RECORD EXCERPTS:
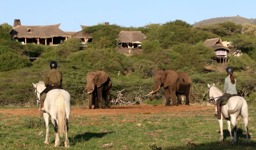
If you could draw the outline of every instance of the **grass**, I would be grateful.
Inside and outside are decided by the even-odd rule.
[[[209,114],[212,112],[212,110],[206,111]],[[220,143],[217,119],[212,115],[200,114],[200,112],[188,111],[183,116],[177,112],[176,117],[169,112],[71,116],[69,149],[255,149],[256,107],[249,107],[249,146],[245,144],[244,123],[240,117],[237,120],[237,144],[234,146],[230,142],[226,121],[223,122],[224,141]],[[192,115],[194,114],[195,116]],[[50,144],[44,143],[44,123],[39,122],[42,124],[38,125],[38,122],[42,121],[40,117],[17,117],[0,114],[0,149],[63,149],[64,138],[61,139],[60,147],[54,147],[55,134],[52,126],[50,129]],[[37,125],[29,126],[30,123]],[[141,126],[137,125],[138,123]],[[41,130],[43,136],[38,136]],[[186,146],[188,141],[196,146]],[[111,142],[112,146],[102,147]]]

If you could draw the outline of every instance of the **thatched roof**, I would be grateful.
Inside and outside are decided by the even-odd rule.
[[[18,38],[40,38],[45,39],[54,37],[70,37],[59,28],[60,24],[50,25],[18,25],[12,28],[12,37]]]
[[[121,31],[118,38],[123,43],[132,43],[136,41],[142,42],[147,38],[141,32]]]
[[[93,38],[90,33],[86,33],[83,30],[81,30],[80,31],[78,32],[75,33],[72,35],[72,37],[80,38]]]
[[[70,36],[71,36],[73,35],[76,33],[77,32],[69,32],[69,31],[65,31],[65,33],[69,35]]]
[[[222,45],[215,45],[211,46],[211,47],[213,48],[214,50],[217,50],[220,49],[224,49],[227,51],[228,52],[229,52],[229,51],[230,50],[229,48],[228,48],[227,47],[224,46]]]
[[[208,46],[211,47],[215,44],[222,44],[221,39],[219,38],[215,38],[214,39],[207,39],[204,42],[204,44]]]
[[[80,25],[80,27],[81,27],[81,28],[82,28],[82,29],[83,29],[84,28],[88,27],[89,26],[86,26],[86,25]]]
[[[212,48],[214,50],[224,49],[228,51],[230,51],[229,48],[223,46],[221,42],[221,39],[219,38],[207,39],[204,44],[207,46]]]

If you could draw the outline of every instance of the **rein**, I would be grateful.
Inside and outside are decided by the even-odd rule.
[[[219,98],[219,97],[221,96],[219,96],[218,97],[216,97],[215,98],[212,97],[212,98],[211,98],[211,96],[210,96],[210,88],[211,87],[212,87],[213,86],[211,86],[208,88],[208,96],[209,96],[209,101],[210,100],[212,100],[214,99],[217,98]],[[216,101],[216,100],[215,100]]]
[[[40,104],[41,103],[41,102],[40,101],[40,100],[39,99],[39,98],[38,98],[38,96],[37,96],[37,93],[38,93],[39,94],[40,94],[40,93],[37,91],[37,86],[38,86],[38,84],[37,85],[37,86],[35,87],[35,91],[36,92],[35,92],[35,96],[37,96],[37,103],[40,103]]]

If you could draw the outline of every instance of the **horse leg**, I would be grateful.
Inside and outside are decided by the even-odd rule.
[[[50,115],[47,113],[43,113],[44,119],[45,122],[45,129],[46,130],[46,135],[45,135],[45,143],[49,144],[50,138],[49,138],[49,117]]]
[[[230,136],[230,142],[233,142],[233,136],[232,135],[231,132],[231,126],[230,126],[230,119],[227,119],[227,129],[229,132],[229,135]]]
[[[60,138],[58,134],[58,125],[57,124],[57,119],[52,118],[52,122],[54,126],[54,131],[55,131],[55,142],[54,147],[57,147],[60,146]]]
[[[219,129],[221,131],[221,138],[219,138],[219,142],[223,142],[223,120],[222,116],[221,118],[218,119],[219,123]]]
[[[246,111],[243,110],[241,110],[241,114],[244,119],[244,130],[245,130],[246,134],[246,144],[249,145],[250,144],[250,142],[248,137],[248,109],[247,108],[247,111]]]
[[[236,124],[236,121],[237,119],[237,115],[230,115],[231,118],[231,123],[234,127],[234,140],[232,143],[233,145],[235,145],[237,142],[237,126]]]
[[[68,141],[68,119],[67,119],[66,122],[66,125],[65,127],[65,147],[68,148],[69,147],[69,141]]]

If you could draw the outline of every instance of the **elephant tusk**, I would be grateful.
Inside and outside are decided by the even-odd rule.
[[[149,93],[149,94],[148,94],[147,95],[146,95],[146,96],[148,96],[148,95],[151,95],[151,94],[152,94],[152,93],[153,93],[153,91],[152,91],[152,92],[150,92],[150,93]]]
[[[87,90],[87,88],[86,87],[85,88],[84,88],[84,90],[83,91],[83,93],[84,93],[86,90]]]
[[[154,90],[153,90],[152,92],[150,92],[146,96],[148,96],[150,94],[155,93],[156,92],[157,92],[159,90],[159,89],[160,89],[160,88],[161,87],[161,86],[159,86],[158,87],[158,88],[157,89],[157,90],[156,91],[154,91]]]
[[[87,92],[87,93],[88,93],[89,94],[90,94],[93,92],[93,91],[94,90],[94,87],[93,87],[93,90],[92,90],[91,91],[89,92]]]

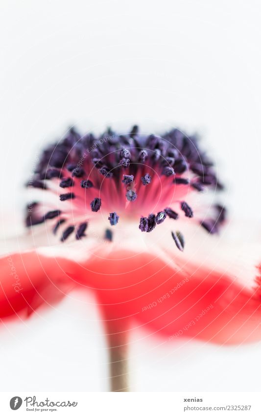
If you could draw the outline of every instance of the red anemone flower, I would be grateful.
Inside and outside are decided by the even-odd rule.
[[[134,126],[95,137],[72,128],[44,151],[27,186],[35,191],[30,242],[22,251],[21,238],[19,250],[0,259],[1,318],[23,319],[72,290],[94,291],[113,391],[127,390],[135,321],[169,339],[261,338],[258,257],[244,261],[221,245],[226,211],[212,201],[222,186],[195,137]]]

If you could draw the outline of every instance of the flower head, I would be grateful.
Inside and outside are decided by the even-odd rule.
[[[27,185],[37,193],[25,219],[33,249],[0,259],[2,317],[92,290],[119,331],[136,320],[170,338],[260,339],[259,247],[245,258],[213,235],[226,211],[207,190],[222,186],[196,138],[71,129],[44,150]],[[35,249],[45,235],[50,247]]]
[[[172,236],[172,220],[181,216],[190,220],[195,217],[212,233],[217,232],[225,218],[225,208],[216,205],[212,217],[206,219],[202,212],[201,218],[185,200],[193,191],[222,186],[196,138],[177,129],[159,136],[140,134],[134,126],[127,134],[109,129],[95,137],[81,136],[72,128],[44,150],[28,185],[53,198],[48,206],[34,203],[26,225],[48,220],[63,242],[70,236],[86,237],[89,222],[99,228],[108,216],[111,225],[129,222],[145,232],[166,220]],[[174,239],[180,249],[182,239],[180,245]]]

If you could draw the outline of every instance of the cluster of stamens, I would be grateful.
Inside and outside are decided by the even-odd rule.
[[[79,240],[86,236],[88,221],[102,211],[111,226],[123,217],[132,217],[137,219],[142,232],[150,232],[167,218],[178,219],[173,206],[188,218],[193,217],[184,200],[190,190],[222,189],[212,166],[196,139],[176,129],[159,136],[142,134],[134,126],[127,134],[109,129],[96,137],[81,136],[71,128],[65,138],[44,150],[27,184],[54,194],[64,209],[57,202],[54,209],[42,212],[42,205],[34,202],[27,209],[26,224],[53,220],[53,232],[60,230],[62,241],[73,233]],[[225,217],[223,207],[215,209],[214,218],[198,220],[211,233],[218,232]],[[171,235],[183,250],[183,236],[178,232]],[[105,236],[112,241],[109,228]]]

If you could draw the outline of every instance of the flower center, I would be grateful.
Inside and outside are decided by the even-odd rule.
[[[134,126],[127,134],[109,129],[95,137],[80,136],[71,128],[44,150],[27,184],[53,197],[47,204],[31,204],[26,224],[52,221],[54,233],[60,229],[62,241],[71,234],[76,239],[84,237],[88,222],[101,216],[108,218],[108,240],[112,239],[110,228],[123,219],[136,221],[142,232],[149,232],[166,218],[192,218],[192,208],[185,200],[191,191],[222,189],[212,165],[196,138],[177,129],[159,136],[141,134]],[[214,218],[200,220],[209,232],[216,232],[225,219],[224,208],[218,207]],[[173,235],[183,249],[182,235]]]

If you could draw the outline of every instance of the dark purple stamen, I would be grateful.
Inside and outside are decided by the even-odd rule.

AIM: Could you format the records above as a numbered list, from the line containing "stamen, I would be grateful." through the end of the records, both ends included, with blank lines left out?

RESULT OF THE EXERCISE:
1. If you could draw the outline of every instance of the dark purple stamen, I would be grateful.
2. Inside and outside are decided by the even-odd rule.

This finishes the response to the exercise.